Copy the lines of the records below verbatim, beginning with the line that contains "light pole shown in this photo." and continuing through the end of the records.
>> Begin DATA
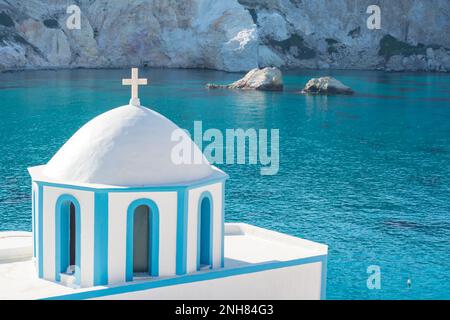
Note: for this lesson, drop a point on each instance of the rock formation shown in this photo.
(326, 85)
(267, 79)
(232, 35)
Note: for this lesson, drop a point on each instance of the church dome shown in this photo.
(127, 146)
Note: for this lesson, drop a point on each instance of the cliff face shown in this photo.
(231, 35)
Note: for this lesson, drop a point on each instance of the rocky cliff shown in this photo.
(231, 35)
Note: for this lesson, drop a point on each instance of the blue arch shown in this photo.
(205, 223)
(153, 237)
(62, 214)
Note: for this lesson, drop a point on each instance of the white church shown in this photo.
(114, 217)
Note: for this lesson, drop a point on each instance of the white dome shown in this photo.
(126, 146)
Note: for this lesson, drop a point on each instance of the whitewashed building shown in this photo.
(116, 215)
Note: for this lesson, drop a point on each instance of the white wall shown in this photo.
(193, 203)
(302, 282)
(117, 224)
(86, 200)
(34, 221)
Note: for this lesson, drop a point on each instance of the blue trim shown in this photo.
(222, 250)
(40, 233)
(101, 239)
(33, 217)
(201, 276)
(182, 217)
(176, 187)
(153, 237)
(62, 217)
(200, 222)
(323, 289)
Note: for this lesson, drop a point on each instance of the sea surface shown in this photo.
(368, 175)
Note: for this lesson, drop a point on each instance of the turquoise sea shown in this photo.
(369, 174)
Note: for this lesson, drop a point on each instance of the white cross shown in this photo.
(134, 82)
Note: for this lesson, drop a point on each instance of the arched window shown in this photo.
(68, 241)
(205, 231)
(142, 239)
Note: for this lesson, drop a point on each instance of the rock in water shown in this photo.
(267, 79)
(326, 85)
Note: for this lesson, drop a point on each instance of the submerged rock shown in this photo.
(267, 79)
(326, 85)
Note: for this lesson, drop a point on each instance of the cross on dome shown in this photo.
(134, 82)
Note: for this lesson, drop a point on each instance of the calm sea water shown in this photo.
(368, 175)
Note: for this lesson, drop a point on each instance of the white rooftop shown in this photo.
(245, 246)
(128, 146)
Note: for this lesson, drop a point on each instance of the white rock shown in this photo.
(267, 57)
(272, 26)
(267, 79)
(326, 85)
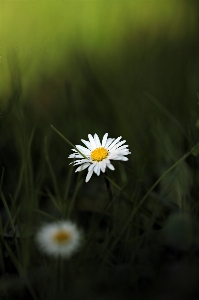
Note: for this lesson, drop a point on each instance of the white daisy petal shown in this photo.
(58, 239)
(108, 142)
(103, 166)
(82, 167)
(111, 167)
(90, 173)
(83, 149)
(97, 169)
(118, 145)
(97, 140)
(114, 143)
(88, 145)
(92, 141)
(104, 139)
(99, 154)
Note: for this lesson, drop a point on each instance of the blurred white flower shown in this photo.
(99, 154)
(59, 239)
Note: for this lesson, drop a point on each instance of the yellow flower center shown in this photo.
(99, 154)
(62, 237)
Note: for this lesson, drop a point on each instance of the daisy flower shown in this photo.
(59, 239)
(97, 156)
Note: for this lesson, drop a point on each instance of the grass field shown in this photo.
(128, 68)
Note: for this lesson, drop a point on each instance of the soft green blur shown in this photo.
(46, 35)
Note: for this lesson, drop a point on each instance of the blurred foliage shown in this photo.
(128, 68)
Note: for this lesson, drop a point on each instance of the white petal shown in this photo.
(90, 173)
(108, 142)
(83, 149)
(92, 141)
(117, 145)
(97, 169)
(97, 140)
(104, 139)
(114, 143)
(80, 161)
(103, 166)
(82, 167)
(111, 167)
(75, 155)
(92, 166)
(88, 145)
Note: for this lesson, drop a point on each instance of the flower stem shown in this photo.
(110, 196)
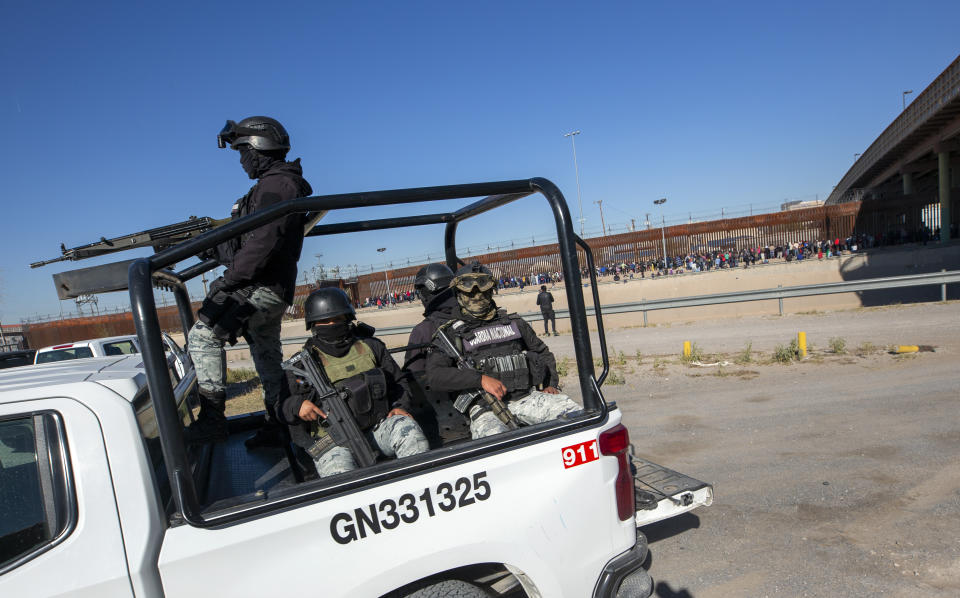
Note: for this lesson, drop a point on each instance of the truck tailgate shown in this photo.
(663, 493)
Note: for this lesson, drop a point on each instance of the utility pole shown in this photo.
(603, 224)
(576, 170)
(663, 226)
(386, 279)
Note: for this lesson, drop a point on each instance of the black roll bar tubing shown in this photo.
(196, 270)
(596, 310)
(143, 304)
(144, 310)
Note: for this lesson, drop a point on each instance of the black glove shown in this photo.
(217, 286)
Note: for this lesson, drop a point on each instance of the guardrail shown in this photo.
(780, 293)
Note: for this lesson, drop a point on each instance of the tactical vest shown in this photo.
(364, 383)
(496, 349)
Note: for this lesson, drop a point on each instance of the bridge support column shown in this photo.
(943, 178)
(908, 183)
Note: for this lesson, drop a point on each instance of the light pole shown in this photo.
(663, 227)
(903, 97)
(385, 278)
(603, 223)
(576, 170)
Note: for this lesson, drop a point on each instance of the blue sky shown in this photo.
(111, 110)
>> End DATA
### RESPONSE BELOW:
Note: for this lesson, drop a point on each instance of the light pole shown in this photo.
(663, 227)
(903, 97)
(385, 278)
(603, 223)
(576, 170)
Note: for this lesson, drop a point on each instance of the blue sky shown in this photo.
(111, 110)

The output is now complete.